Provided entries:
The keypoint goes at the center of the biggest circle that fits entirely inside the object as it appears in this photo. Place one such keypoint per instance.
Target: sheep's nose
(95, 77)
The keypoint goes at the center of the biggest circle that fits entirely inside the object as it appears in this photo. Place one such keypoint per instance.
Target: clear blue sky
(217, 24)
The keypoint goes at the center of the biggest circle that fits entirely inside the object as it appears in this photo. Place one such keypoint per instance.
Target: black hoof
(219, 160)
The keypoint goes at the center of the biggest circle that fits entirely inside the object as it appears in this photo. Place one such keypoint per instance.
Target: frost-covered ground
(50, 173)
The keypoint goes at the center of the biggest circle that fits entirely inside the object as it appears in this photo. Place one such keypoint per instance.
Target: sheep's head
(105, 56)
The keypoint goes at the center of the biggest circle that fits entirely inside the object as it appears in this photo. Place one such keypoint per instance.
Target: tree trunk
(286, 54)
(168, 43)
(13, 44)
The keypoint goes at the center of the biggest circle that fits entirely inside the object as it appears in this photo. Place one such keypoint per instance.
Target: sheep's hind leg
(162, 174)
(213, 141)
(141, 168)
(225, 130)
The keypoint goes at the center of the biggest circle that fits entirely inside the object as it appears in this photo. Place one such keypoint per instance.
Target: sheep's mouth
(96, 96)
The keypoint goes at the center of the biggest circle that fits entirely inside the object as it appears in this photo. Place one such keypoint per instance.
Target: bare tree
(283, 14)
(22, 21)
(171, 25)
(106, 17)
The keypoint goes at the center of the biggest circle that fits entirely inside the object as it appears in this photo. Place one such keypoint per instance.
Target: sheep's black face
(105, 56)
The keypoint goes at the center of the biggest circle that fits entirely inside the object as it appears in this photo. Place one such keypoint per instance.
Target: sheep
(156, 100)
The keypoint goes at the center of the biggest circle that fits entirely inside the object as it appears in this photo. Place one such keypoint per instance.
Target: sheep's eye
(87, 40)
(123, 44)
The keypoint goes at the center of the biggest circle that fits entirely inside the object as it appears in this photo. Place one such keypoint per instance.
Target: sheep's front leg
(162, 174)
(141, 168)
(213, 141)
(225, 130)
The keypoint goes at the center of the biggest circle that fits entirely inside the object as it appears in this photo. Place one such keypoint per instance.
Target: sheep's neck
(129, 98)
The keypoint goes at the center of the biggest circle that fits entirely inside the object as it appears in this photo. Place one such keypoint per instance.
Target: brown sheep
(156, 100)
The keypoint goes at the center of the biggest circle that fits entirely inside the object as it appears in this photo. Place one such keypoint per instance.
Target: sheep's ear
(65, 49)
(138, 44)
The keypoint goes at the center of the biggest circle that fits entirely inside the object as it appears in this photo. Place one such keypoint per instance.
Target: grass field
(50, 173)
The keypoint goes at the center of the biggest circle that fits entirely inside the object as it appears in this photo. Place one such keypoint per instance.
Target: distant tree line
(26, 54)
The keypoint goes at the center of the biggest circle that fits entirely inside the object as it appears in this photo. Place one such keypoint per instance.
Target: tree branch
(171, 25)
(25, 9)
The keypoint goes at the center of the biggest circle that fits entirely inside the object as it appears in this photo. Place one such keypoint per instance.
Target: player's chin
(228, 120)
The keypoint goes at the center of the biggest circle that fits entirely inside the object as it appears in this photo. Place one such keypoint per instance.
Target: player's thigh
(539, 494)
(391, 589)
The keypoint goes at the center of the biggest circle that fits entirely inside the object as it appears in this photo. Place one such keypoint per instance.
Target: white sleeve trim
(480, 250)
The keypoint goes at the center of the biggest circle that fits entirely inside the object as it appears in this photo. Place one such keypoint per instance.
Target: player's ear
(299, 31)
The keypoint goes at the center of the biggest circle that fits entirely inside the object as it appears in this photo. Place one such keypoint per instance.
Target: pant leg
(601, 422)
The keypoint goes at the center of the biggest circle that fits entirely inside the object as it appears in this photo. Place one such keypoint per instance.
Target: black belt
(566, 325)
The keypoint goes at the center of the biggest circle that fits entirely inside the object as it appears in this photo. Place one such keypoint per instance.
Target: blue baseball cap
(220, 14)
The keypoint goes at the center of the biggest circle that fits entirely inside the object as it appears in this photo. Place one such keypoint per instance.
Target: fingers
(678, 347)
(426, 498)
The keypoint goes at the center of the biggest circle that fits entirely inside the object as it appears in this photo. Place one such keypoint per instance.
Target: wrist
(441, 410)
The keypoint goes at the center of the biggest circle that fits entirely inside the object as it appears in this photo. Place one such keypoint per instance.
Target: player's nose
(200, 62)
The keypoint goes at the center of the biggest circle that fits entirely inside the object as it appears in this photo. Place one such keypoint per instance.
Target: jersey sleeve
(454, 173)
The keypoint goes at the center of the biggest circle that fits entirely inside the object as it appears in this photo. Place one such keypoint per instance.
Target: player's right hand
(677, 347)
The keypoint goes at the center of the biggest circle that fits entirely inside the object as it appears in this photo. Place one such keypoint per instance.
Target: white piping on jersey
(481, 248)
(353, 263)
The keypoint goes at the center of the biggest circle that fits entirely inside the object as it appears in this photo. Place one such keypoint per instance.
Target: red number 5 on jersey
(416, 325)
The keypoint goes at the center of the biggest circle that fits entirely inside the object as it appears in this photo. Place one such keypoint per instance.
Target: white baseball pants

Aim:
Pull out each line of the records that contains the string "nose", and copy every such line whole.

Response below:
Target: sheep's nose
Target: player's nose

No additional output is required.